- **Supplied passage**
Slow and fast chain migration

Chain migration is a phenomenon where immigrants to a country help facilitate the immigration of others from their home country. Here two examples: one with over a hundred years of development, the other occuring virtually overnight.

LONG TIME COMING: Filipino nurses in the United States

Many Filipino nurses have migrated to the United States over many years, with earlier waves of immigrants helping to facilitate the migration of others from the Philippines. These nurses have formed tight-knit communities in cities such as Los Angeles and New York. the comprise 4% of all nurses in the U.S. and over one quater of nurses who died due to COVID.

One analysis: “In the early 1900s, the U.S. set up nursing schools in the Philippines that taught an American curriculum in an effort to “civilize” the Philippines. Then, in 1948, just two years after the Philippines gained independence from the U.S., the U.S. created the Exchange Visitor Program, which allowed foreign professionals to come to the U.S. for two years to help spread American democracy across the world and fight Soviet propaganda. Many Filipino nurses, already trained in American-style nursing, came to the U.S. Then, in 1965, the Immigration and Nationality Act was passed, which allowed a larger number of immigrants from around the world to come to the U.S. There was a critical shortage of nurses following WWII and U.S. hospitals started advertising for Filipino nurses.”

FAST: Poles to the U.K.

Polish immigration for work in the United Kingdom surged after early in this century.  Many Polish immigrants to the United Kingdom came from the same regions of Poland, with earlier immigrants helping to facilitate the migration of others from their home region. These immigrants have formed tight-knit communities in cities such as London and Manchester.

- **Dataset extract**
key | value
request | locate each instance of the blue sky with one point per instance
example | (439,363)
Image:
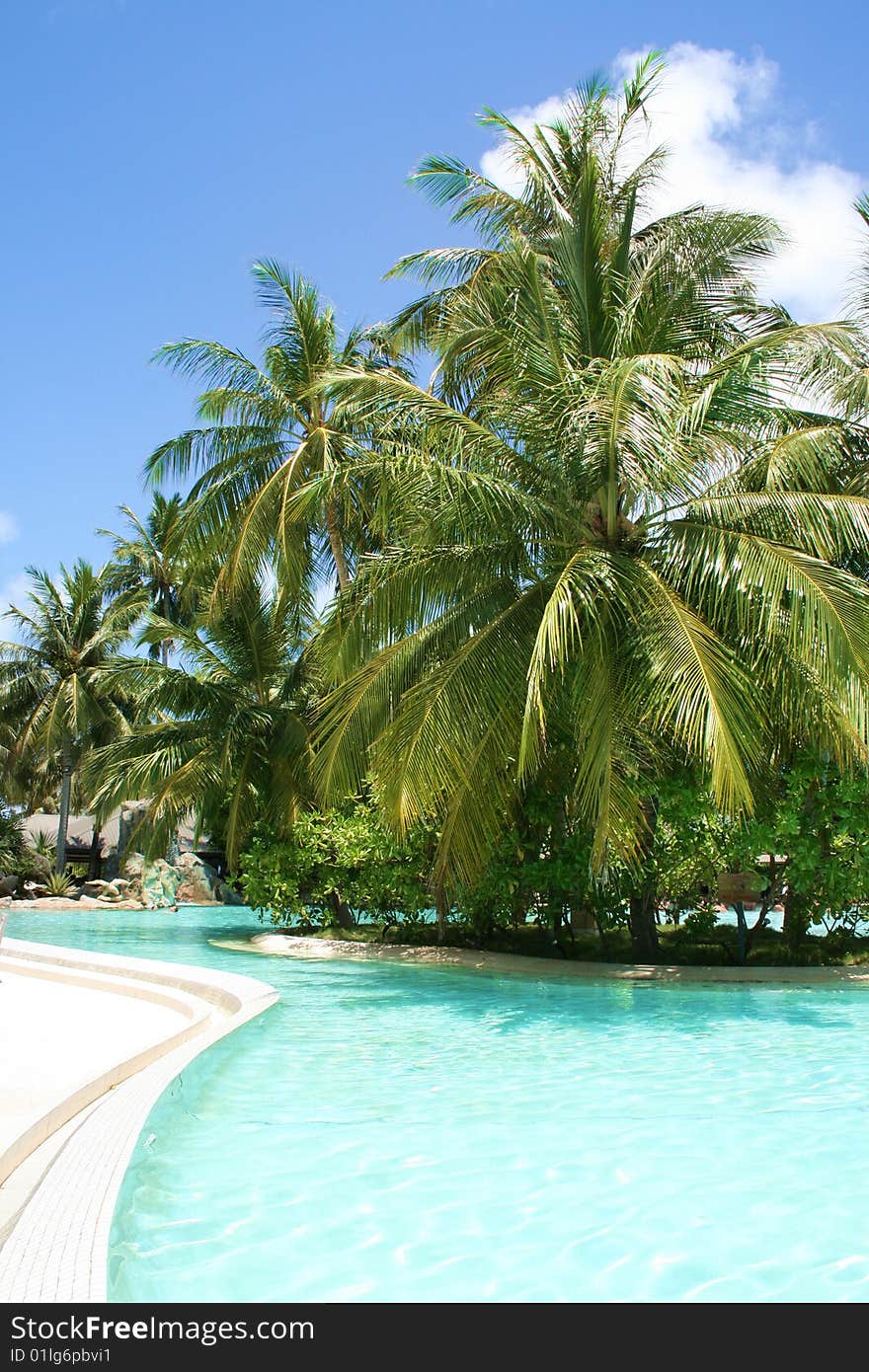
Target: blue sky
(154,148)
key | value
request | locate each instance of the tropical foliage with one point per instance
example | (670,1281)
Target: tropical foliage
(555,637)
(224,732)
(59,695)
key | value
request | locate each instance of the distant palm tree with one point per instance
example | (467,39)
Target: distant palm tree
(225,738)
(618,538)
(151,560)
(270,429)
(53,686)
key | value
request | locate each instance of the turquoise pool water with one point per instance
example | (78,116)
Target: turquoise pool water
(397,1132)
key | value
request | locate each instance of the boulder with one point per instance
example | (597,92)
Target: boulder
(198,883)
(159,883)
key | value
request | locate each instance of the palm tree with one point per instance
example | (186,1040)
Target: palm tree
(268,429)
(151,560)
(56,692)
(616,533)
(225,738)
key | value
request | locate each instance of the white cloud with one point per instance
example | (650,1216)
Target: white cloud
(717,114)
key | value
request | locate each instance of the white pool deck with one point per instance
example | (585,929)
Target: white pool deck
(87,1044)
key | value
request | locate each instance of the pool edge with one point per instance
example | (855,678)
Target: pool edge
(55,1246)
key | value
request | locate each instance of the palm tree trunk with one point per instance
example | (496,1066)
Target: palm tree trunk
(333,527)
(440,911)
(644,901)
(94,862)
(63,818)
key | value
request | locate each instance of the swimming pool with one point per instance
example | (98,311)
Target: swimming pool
(398,1132)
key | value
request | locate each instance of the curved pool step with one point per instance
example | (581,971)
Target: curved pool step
(55,1246)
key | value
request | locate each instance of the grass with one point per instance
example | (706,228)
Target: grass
(678,947)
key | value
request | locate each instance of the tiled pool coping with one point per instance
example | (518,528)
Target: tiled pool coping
(55,1246)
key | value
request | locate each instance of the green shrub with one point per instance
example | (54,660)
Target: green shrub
(344,855)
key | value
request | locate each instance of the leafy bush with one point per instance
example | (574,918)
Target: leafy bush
(342,855)
(59,882)
(13,841)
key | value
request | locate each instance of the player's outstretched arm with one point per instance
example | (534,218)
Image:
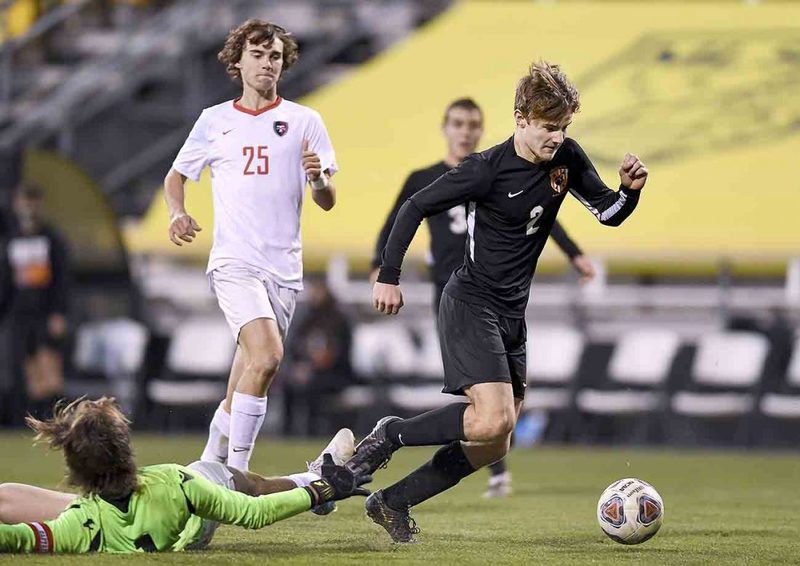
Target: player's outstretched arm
(323,190)
(217,503)
(611,208)
(181,225)
(64,535)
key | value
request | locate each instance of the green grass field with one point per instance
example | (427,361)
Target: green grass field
(721,508)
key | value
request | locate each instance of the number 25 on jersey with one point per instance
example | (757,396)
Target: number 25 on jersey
(257,160)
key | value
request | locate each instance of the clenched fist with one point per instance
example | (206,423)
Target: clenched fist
(632,172)
(183,227)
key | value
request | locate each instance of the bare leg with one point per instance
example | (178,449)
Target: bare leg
(482,454)
(254,484)
(262,348)
(20,503)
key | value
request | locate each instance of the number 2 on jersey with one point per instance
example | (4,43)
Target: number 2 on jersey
(259,155)
(536,214)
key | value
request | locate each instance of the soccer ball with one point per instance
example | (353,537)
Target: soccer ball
(630,511)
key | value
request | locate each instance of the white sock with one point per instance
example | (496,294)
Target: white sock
(247,416)
(216,449)
(303,479)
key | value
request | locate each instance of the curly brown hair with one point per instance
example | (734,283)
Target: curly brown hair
(546,93)
(95,439)
(256,32)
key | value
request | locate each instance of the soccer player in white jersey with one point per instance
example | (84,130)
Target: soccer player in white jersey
(262,151)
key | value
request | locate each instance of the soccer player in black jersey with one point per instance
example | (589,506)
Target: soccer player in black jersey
(513,191)
(462,128)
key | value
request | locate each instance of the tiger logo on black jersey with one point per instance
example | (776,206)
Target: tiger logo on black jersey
(558,179)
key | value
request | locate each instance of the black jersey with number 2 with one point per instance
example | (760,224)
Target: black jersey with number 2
(448,229)
(511,208)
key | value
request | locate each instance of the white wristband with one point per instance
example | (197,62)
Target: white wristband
(320,182)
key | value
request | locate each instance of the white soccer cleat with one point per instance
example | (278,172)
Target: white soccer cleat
(341,448)
(499,486)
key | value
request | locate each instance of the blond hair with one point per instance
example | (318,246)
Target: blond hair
(546,93)
(95,439)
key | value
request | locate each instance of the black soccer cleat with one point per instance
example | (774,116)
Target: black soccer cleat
(399,524)
(374,451)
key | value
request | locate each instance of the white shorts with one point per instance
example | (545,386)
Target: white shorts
(218,474)
(245,293)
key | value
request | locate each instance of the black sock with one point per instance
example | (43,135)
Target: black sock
(447,467)
(440,426)
(498,468)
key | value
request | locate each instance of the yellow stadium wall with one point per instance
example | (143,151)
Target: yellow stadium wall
(706,94)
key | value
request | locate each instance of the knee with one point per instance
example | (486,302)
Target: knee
(266,365)
(494,427)
(6,494)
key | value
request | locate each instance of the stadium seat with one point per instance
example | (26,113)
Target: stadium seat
(197,367)
(107,358)
(554,354)
(779,407)
(382,350)
(409,400)
(785,404)
(635,382)
(429,354)
(727,368)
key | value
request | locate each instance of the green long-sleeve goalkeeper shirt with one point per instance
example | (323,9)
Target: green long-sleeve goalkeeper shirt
(152,518)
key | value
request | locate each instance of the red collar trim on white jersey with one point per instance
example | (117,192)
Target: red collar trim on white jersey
(258,112)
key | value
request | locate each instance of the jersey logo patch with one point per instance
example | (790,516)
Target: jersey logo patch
(558,179)
(280,127)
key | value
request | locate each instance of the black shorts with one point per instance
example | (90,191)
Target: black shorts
(480,346)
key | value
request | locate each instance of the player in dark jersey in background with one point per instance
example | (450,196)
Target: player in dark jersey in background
(514,191)
(40,269)
(462,127)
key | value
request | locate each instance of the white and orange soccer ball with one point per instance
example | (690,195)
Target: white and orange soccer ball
(630,511)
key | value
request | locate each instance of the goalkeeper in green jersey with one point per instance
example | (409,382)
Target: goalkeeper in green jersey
(166,507)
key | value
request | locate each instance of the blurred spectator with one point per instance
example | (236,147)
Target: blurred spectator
(39,267)
(320,367)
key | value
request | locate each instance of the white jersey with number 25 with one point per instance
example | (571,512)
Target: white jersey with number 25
(258,181)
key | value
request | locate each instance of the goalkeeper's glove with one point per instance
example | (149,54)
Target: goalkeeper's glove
(337,482)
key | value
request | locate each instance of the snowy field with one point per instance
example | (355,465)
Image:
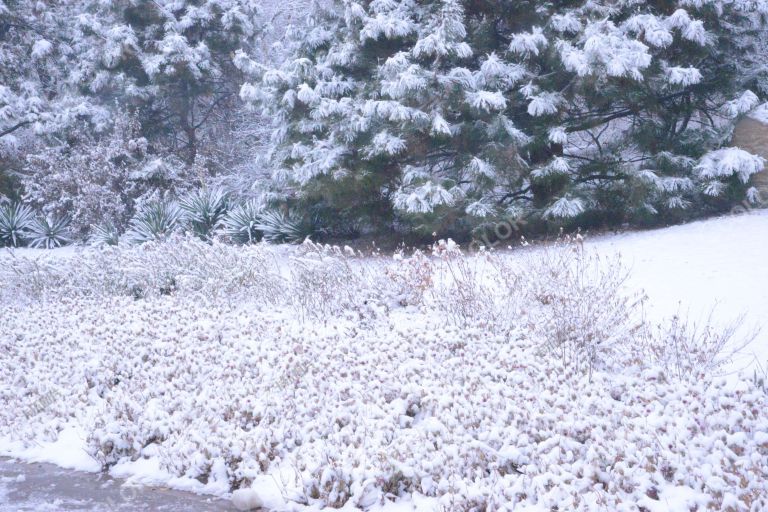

- **Task item A**
Quote the chain migration text between "LONG TIME COMING: Filipino" and "due to COVID.", inclusive.
- **Task item B**
Continue the chain migration text from its final sentence onward.
The material is separate from the chain migration text.

- **Exercise result A**
LONG TIME COMING: Filipino nurses in the United States

Many Filipino nurses have migrated to the United States over many years, with earlier waves of immigrants helping to facilitate the migration of others from the Philippines. These nurses have formed tight-knit communities in cities such as Los Angeles and New York. the comprise 4% of all nurses in the U.S. and over one quater of nurses who died due to COVID.

- **Exercise result B**
Here is why. The Polish population in the U.K rose from under 100,000 in 2000 to over 600,000 in 2012.” n many respects the movement between Poland and the UK followed a common pattern in Western Europe in the second half of the 20th century. Examples include Italians to Switzerland in the 1950s and 1960s, Turks and Yugoslavs to Germany and Portuguese to the Netherlands in the 1960s and 1970s. [The very short term surge can be explained by] the right people in the right place under right circumstances. Right People: a boom in Poland of educated young people feeling very mobile. Right Place: easier to move from Poland to the UK and find low wage jobs in healthcare and food processing which UK workers did not like. Right Circumstances: The juncture of Poland’s accession to the EU (May 2004) with the decision taken by the UK government to grant immediate access to the British labour market. That other countries did not follow suit meant the lack of any strong competition from other receiving countries.”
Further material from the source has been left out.